(Task goal):
Your task is to reproduce the entries below word for word.

(Exercise inputs):
_ _ _ _

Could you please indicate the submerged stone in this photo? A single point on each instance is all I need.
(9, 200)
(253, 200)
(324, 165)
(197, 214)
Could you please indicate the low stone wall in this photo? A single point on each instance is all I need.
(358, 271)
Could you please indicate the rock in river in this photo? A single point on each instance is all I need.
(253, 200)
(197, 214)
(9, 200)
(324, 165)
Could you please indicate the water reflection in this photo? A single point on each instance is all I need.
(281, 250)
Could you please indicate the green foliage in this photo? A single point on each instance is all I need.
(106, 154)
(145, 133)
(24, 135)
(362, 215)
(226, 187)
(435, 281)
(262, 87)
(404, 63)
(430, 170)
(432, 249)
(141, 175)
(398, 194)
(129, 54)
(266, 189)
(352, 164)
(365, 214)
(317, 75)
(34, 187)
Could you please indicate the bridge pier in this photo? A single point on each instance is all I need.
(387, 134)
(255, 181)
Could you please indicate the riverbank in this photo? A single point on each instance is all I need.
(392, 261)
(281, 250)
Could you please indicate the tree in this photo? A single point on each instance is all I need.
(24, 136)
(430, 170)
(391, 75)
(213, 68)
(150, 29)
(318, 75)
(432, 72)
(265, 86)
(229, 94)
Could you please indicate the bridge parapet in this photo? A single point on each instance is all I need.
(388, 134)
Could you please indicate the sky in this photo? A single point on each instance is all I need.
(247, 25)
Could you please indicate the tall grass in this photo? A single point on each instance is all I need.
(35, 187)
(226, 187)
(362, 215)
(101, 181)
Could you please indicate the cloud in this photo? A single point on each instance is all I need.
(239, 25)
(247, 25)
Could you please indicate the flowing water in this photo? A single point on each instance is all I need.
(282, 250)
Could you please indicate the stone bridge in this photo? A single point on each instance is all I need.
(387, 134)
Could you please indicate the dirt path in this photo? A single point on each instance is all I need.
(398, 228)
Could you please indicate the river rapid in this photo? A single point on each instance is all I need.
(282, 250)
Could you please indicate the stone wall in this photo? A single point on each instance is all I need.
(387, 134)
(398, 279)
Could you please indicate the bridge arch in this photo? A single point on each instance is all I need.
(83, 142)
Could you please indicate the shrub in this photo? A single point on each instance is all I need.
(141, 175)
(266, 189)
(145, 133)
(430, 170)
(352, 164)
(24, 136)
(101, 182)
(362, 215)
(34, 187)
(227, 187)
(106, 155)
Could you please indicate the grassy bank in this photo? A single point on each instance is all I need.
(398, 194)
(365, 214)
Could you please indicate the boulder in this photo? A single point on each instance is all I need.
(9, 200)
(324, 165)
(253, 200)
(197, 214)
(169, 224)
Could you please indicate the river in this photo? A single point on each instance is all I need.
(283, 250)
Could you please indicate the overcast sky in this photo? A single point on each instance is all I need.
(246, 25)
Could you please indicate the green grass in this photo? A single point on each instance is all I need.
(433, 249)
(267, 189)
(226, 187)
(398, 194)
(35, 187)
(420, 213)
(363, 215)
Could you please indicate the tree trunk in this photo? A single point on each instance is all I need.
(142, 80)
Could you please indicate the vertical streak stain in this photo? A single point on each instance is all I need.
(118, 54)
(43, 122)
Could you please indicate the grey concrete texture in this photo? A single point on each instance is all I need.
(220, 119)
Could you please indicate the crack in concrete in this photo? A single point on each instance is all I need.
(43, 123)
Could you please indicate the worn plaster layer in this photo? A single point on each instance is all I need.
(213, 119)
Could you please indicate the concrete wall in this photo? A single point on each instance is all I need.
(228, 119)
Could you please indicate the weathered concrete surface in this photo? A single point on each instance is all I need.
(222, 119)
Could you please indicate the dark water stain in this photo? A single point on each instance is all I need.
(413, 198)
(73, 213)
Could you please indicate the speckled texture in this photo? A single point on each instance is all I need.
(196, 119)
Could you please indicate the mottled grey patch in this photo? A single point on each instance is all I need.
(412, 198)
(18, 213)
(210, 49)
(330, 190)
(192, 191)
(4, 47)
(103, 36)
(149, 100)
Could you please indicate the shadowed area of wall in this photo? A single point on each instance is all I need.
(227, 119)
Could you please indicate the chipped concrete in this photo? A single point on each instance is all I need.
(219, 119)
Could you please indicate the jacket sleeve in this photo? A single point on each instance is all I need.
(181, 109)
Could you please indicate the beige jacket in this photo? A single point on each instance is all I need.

_ _ _ _

(Complete output):
Could you please indicate the submerged stone in this photo? A single point on each instance is all I need.
(9, 200)
(253, 200)
(324, 165)
(197, 214)
Could you please indicate the low stone wall in this photo? A single point on each instance is all I need.
(358, 271)
Could you please indicate the rock in river in this photo? A single point on each instance is all I need.
(253, 200)
(197, 214)
(9, 200)
(324, 165)
Could you please indicate the water reflection in this photo? A single point on each instance is all I need.
(281, 250)
Could you please indicate the green foliage in this photo? A single point on each instance is all I need.
(106, 154)
(145, 133)
(24, 135)
(362, 215)
(226, 187)
(435, 281)
(262, 87)
(404, 63)
(430, 170)
(432, 249)
(141, 175)
(398, 194)
(129, 54)
(266, 189)
(352, 164)
(365, 214)
(317, 75)
(34, 187)
Could you please indicate the bridge pier in this photo? A single point on each instance is all I need.
(387, 134)
(255, 181)
Could you please indicate the riverbank in this photo? A single point on each instance is all I need.
(392, 261)
(281, 250)
Could you please indicate the tree in this photo? A single point on each instance is all I need.
(24, 136)
(430, 170)
(391, 75)
(213, 68)
(150, 29)
(318, 75)
(432, 72)
(265, 86)
(229, 94)
Could you please indicate the bridge parapet in this photo? A single point on each instance is all I need.
(388, 134)
Could you please indicate the sky in this photo? A single point on each instance is all I need.
(247, 25)
Could you please indicate the tall grass in this photo? A single point on each instance is all I need.
(35, 187)
(226, 187)
(362, 215)
(101, 181)
Could you please indicate the cloud in this photo? A single point on each instance is all I need.
(239, 25)
(247, 25)
Could you please indicate the flowing water in this photo? A single point on each instance is all I need.
(282, 250)
Could you please indicate the stone bridge in this photo? A single point on each instance is all I need.
(387, 134)
Could you please indicate the dirt path in this photo? A single point on each instance is all I need.
(398, 228)
Could you please indicate the river rapid in this photo? A single point on each instance is all I need.
(282, 250)
Could you please indicate the stone wall in this photo? A single point on each instance is all I need.
(387, 134)
(398, 279)
Could you please indicate the bridge arch in this photo? A single point on each instance is all I need.
(83, 142)
Could you please indicate the shrub in this photo? A single point on each instance is all I need.
(141, 175)
(266, 189)
(145, 133)
(430, 170)
(352, 164)
(24, 136)
(101, 182)
(362, 215)
(34, 187)
(227, 187)
(106, 155)
Could you please indicate the grassy bank in this photo? A single point on each instance is all I need.
(398, 194)
(365, 214)
Could you please indicate the boulder in this photo? A single point on each instance is all I need.
(9, 200)
(324, 165)
(253, 200)
(197, 214)
(169, 224)
Could you please indicate the river in this photo? A single point on each instance is all I need.
(283, 250)
Could you please indicate the overcast sky in this photo? A single point on each instance is all I need.
(246, 25)
Could you please indicate the green grass in this photo? A single point on each instance is all I need.
(433, 249)
(267, 189)
(226, 187)
(398, 194)
(35, 187)
(420, 213)
(363, 215)
Could you please indicate the tree trunk in this photo? A single point on each instance is all I need.
(142, 80)
Could you please indicate the vertical streak stain in this photo? A single point on each instance is all I need.
(118, 54)
(43, 122)
Could you please indicate the grey concrete texture in this photo? A single point on each instance is all I need.
(220, 119)
Could you please indicate the crack in concrete in this photo? A single point on each instance is all I need.
(43, 123)
Could you please indicate the worn plaster layer in this photo? A single point on each instance is all I need.
(213, 119)
Could you please indicate the concrete wall in this photo? A single point on each instance is all I need.
(228, 119)
Could you please indicate the weathered concrete surface in this photo? A single point on each instance is all I need.
(222, 119)
Could you please indicate the dark water stain in this photo? A single point on each instance is all I need.
(413, 198)
(73, 213)
Could you please indicate the speckled texture in this photo? A single point on each instance is all I need.
(196, 119)
Could you please indicate the mottled grey patch in this photo? A single point on each instance is all I need.
(412, 198)
(18, 213)
(210, 49)
(330, 190)
(192, 191)
(4, 47)
(103, 36)
(149, 100)
Could you please indicate the shadowed area of wall in this photo? A single point on each instance is all I need.
(227, 119)
Could you please indicate the chipped concrete in this photo? A single point on each instance is all I need.
(219, 119)
Could you please indicate the jacket sleeve in this photo? A single point on each instance is all I need.
(181, 109)
Could you please indicate the beige jacket in this photo? A single point on each instance is all I need.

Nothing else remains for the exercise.